Exercise aim: Copy each of the items below word for word.

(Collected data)
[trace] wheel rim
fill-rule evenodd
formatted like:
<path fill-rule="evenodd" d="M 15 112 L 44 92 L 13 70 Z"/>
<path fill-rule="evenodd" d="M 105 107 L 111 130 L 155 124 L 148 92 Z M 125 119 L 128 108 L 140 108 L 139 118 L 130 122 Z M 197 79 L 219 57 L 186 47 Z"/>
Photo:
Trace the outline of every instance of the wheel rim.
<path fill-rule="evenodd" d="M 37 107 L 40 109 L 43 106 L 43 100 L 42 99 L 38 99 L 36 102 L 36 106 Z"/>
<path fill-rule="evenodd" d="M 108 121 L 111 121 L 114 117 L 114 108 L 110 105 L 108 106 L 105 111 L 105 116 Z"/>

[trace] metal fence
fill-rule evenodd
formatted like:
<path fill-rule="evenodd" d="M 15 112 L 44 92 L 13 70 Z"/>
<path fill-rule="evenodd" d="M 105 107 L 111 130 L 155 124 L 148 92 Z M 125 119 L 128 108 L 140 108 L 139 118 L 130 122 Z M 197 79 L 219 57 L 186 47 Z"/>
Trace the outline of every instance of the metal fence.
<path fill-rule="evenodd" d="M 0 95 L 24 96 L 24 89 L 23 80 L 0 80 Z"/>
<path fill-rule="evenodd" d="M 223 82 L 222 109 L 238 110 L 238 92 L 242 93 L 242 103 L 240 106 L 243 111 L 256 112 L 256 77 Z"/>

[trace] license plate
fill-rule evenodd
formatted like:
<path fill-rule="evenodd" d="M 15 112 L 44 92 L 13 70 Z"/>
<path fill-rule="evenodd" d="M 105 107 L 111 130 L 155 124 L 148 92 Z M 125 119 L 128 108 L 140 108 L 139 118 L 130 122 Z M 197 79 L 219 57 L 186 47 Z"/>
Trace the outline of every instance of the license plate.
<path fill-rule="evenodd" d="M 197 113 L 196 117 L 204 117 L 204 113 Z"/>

Exercise solution:
[trace] wheel rim
fill-rule evenodd
formatted like:
<path fill-rule="evenodd" d="M 15 112 L 44 92 L 13 70 Z"/>
<path fill-rule="evenodd" d="M 105 107 L 111 130 L 155 124 L 148 92 Z M 125 119 L 128 108 L 140 108 L 139 118 L 130 122 Z M 197 79 L 219 57 L 186 47 Z"/>
Photo:
Trace the outline of every instance of the wheel rim.
<path fill-rule="evenodd" d="M 37 107 L 40 109 L 43 106 L 43 100 L 42 99 L 38 99 L 36 102 L 36 106 Z"/>
<path fill-rule="evenodd" d="M 108 121 L 111 121 L 114 117 L 114 108 L 110 105 L 108 106 L 105 111 L 105 116 Z"/>

[trace] metal fence
fill-rule evenodd
formatted like:
<path fill-rule="evenodd" d="M 15 112 L 44 92 L 13 70 Z"/>
<path fill-rule="evenodd" d="M 105 107 L 111 130 L 155 124 L 148 92 Z M 125 119 L 128 108 L 140 108 L 139 118 L 130 122 Z M 197 79 L 219 57 L 186 47 Z"/>
Trace the outline of every instance of the metal fence.
<path fill-rule="evenodd" d="M 0 95 L 24 96 L 24 89 L 23 80 L 0 80 Z"/>
<path fill-rule="evenodd" d="M 223 82 L 222 109 L 238 110 L 238 92 L 242 93 L 242 103 L 240 106 L 243 111 L 256 112 L 256 77 Z"/>

[trace] license plate
fill-rule evenodd
formatted like:
<path fill-rule="evenodd" d="M 15 112 L 44 92 L 13 70 Z"/>
<path fill-rule="evenodd" d="M 105 107 L 111 130 L 155 124 L 148 92 Z M 125 119 L 128 108 L 140 108 L 139 118 L 130 122 Z M 197 79 L 219 57 L 186 47 Z"/>
Trace the outline of every instance of the license plate.
<path fill-rule="evenodd" d="M 197 113 L 196 117 L 204 117 L 204 113 Z"/>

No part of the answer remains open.